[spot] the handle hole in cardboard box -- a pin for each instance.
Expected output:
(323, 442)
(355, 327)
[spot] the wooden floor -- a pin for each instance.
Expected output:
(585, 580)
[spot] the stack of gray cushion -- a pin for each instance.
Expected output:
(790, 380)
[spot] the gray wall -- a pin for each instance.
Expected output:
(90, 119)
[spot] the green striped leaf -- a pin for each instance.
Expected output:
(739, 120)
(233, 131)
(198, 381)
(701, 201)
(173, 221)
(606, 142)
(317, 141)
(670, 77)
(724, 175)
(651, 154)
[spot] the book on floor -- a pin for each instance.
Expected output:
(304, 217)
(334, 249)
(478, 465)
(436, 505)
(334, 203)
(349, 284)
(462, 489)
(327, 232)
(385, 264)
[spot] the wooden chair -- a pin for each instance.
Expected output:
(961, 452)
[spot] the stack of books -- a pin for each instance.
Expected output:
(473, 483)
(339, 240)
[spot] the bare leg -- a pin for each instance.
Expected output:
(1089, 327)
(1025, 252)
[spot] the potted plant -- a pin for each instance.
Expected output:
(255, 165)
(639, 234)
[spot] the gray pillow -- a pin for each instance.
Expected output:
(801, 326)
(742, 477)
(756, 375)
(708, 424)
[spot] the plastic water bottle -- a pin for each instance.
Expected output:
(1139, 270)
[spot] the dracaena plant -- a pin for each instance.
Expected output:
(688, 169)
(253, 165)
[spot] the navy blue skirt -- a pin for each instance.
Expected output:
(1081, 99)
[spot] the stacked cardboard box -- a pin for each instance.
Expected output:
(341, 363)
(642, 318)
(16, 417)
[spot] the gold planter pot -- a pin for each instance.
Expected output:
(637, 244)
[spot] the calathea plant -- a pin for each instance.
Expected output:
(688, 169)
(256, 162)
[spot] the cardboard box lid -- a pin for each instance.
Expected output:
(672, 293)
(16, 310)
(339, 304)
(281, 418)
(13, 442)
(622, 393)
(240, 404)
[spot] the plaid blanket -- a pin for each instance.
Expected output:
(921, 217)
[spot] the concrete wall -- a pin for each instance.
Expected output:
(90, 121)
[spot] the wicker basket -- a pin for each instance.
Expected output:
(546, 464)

○ ○ ○ ○ ○

WHAT YOU NEED TO DO: Reproduce the listing in full. Change nothing.

FINAL ANSWER:
[spot] the handle hole in cardboard box -- a pin for each instance.
Expected output:
(323, 442)
(355, 327)
[spot] the wooden floor -- a pin for each instance.
Expected output:
(585, 580)
[spot] the stack of gray cushion -- a pin for each instance.
Expected output:
(790, 380)
[spot] the gray wall -- a pin for each instance.
Expected output:
(90, 119)
[spot] the green striped leaf -- a pin for each instance.
Expected output:
(739, 120)
(233, 131)
(198, 381)
(701, 201)
(173, 221)
(606, 142)
(317, 141)
(670, 77)
(724, 175)
(651, 154)
[spot] the book on floor -- a pin for each instance.
Expected output:
(304, 217)
(334, 249)
(478, 465)
(436, 505)
(334, 203)
(349, 284)
(462, 489)
(327, 232)
(385, 264)
[spot] the wooden chair -- a pin for each instance.
Expected output:
(961, 452)
[spot] the stack of books -- a pin for each instance.
Expected output:
(473, 483)
(339, 240)
[spot] the bare leg -- a pin for each instance.
Expected output:
(1089, 327)
(1025, 252)
[spot] the potted plant -- a pin for each instance.
Expected output:
(255, 165)
(639, 234)
[spot] the gray pillow -- a pin for each instance.
Expected output:
(801, 326)
(742, 477)
(756, 375)
(708, 424)
[spot] the plastic water bottle -- a pin for each instance.
Expected output:
(1139, 270)
[spot] the dracaena plant -- a pin for each instance.
Expected output:
(688, 169)
(253, 165)
[spot] the navy blue skirt -- a pin for each instance.
Expected output:
(1081, 99)
[spot] the stacked cardboard box -- a pin for each instance.
Expected output:
(341, 363)
(642, 318)
(16, 417)
[spot] the gold planter pot -- a pin for each instance.
Expected output:
(637, 244)
[spot] the calathea plant -- a pin for each instance.
Expected output:
(688, 169)
(256, 162)
[spot] the cardboard box lid -- a pin for each instance.
Expected output:
(672, 293)
(16, 310)
(339, 304)
(281, 418)
(13, 442)
(622, 393)
(240, 404)
[spot] the plaid blanket -- a pin for each instance.
Expected output:
(921, 217)
[spot] the concrete wall -- a pin for each instance.
Expected output:
(90, 121)
[spot] the wicker basket -- a pin for each instance.
Expected output:
(546, 464)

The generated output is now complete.